*Problem to solve:*
Beginning with the line where "Query: blue jeans" appears, restate the lines word for word through the last one in the listing.

(Records for processing)

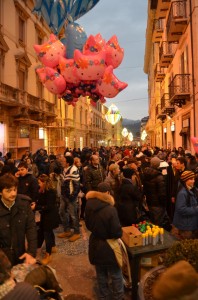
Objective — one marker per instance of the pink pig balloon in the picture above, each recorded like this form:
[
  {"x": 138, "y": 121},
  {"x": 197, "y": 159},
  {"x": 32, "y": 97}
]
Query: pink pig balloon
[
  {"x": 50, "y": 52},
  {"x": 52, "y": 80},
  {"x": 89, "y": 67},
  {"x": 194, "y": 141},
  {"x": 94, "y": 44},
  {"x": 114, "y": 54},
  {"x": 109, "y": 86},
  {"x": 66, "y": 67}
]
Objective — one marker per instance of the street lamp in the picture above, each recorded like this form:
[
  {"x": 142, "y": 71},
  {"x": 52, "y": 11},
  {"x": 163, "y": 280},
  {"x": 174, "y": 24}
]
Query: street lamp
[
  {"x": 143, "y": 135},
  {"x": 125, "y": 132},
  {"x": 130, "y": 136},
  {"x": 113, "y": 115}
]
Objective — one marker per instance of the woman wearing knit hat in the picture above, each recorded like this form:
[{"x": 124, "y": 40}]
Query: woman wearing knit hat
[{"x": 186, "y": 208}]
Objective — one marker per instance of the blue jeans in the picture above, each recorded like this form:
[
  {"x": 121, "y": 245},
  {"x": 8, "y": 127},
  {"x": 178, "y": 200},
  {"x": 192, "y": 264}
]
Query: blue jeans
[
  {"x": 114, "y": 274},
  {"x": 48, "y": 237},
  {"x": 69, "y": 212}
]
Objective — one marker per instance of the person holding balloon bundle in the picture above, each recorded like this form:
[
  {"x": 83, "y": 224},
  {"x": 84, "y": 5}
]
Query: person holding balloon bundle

(End Records for processing)

*Exercise result:*
Query: blue jeans
[
  {"x": 114, "y": 274},
  {"x": 48, "y": 237},
  {"x": 69, "y": 212}
]
Objective — one marker per instance of the person holding balloon bundle in the picture above, each recorded like this form:
[
  {"x": 83, "y": 224},
  {"x": 84, "y": 5}
]
Query: person holding balloon bundle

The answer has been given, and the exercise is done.